* _The problem_
The "Query: bird's eye" line through the end of the listing below is what to set down, word for word, and nothing else.
-- Provided entries follows --
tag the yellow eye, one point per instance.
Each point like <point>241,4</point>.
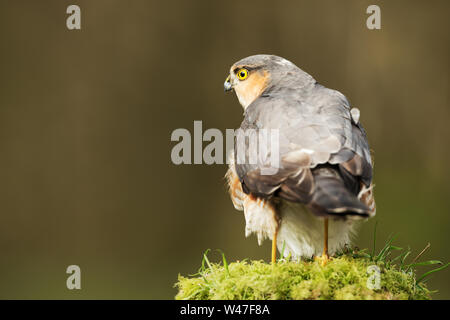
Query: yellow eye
<point>242,74</point>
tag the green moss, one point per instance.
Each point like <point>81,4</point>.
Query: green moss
<point>344,277</point>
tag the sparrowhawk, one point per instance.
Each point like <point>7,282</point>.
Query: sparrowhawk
<point>324,181</point>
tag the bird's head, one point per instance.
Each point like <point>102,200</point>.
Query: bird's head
<point>253,75</point>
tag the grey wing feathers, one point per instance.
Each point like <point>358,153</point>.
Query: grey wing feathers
<point>324,153</point>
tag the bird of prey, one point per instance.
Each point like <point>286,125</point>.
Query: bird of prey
<point>324,180</point>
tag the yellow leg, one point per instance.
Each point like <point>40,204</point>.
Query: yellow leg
<point>325,257</point>
<point>274,247</point>
<point>325,239</point>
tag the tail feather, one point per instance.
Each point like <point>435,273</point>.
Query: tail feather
<point>332,197</point>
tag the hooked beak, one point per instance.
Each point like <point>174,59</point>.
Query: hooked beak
<point>227,85</point>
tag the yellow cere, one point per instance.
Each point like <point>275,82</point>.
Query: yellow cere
<point>242,74</point>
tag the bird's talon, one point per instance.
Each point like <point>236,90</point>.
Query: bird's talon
<point>323,259</point>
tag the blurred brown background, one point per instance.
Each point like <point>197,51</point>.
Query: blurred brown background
<point>86,118</point>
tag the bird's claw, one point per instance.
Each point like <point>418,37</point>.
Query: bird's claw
<point>323,259</point>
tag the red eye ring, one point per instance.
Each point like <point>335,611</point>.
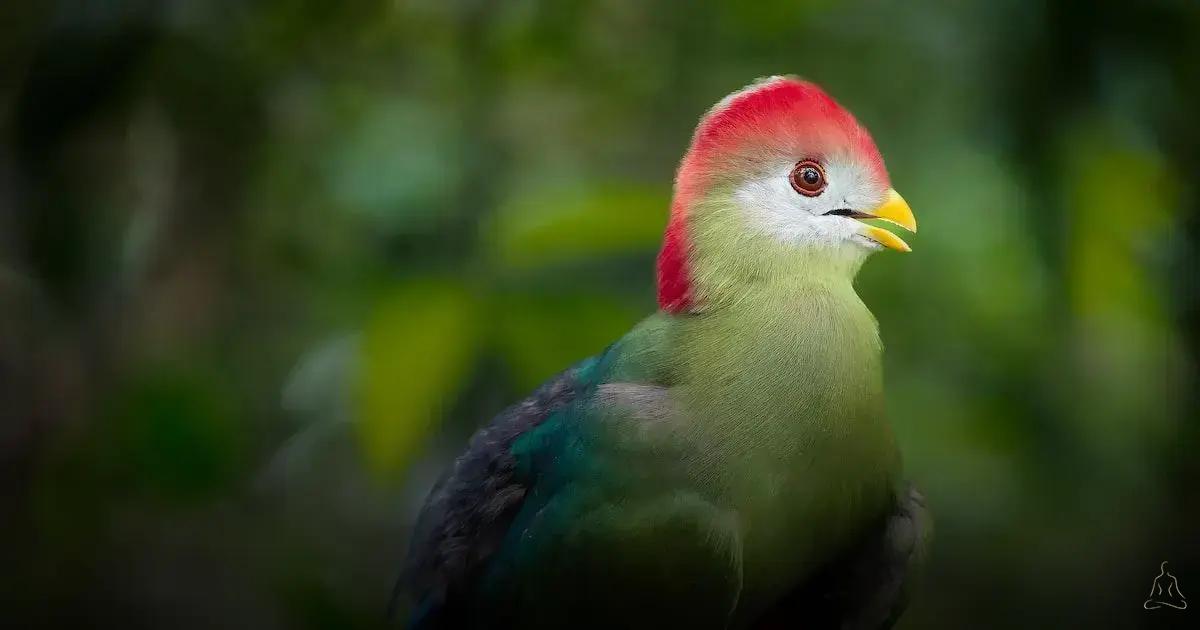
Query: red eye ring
<point>808,178</point>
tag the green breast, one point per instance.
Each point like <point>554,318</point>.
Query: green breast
<point>784,400</point>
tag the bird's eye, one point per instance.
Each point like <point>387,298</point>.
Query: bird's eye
<point>808,178</point>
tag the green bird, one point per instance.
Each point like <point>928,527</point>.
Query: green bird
<point>727,462</point>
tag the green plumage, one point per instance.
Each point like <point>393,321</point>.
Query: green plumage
-- Provided entries concluded --
* _Response area_
Query: bird's eye
<point>808,178</point>
tag the green bird, one point per instance.
Each point like <point>928,527</point>.
Query: green bird
<point>727,462</point>
tag the green plumage, one point per instance.
Each point like <point>393,321</point>.
Query: green plumage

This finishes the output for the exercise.